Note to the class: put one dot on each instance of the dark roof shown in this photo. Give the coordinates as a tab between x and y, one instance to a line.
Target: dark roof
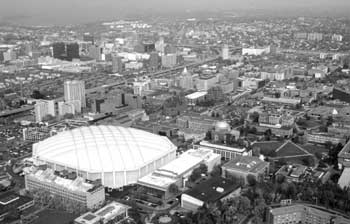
345	152
206	191
271	145
5	201
290	149
249	164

☆ ☆ ☆

Exercise brief: Write out the whole listing exactly. Pictures stay out.

Answer to the problem:
Note to the class: put one dot on each instance of the dark roof shown in this photo. Give the coordinates as a tab between x and y, one instance to a line.
Target: dark roof
345	152
206	191
271	145
5	201
290	149
249	164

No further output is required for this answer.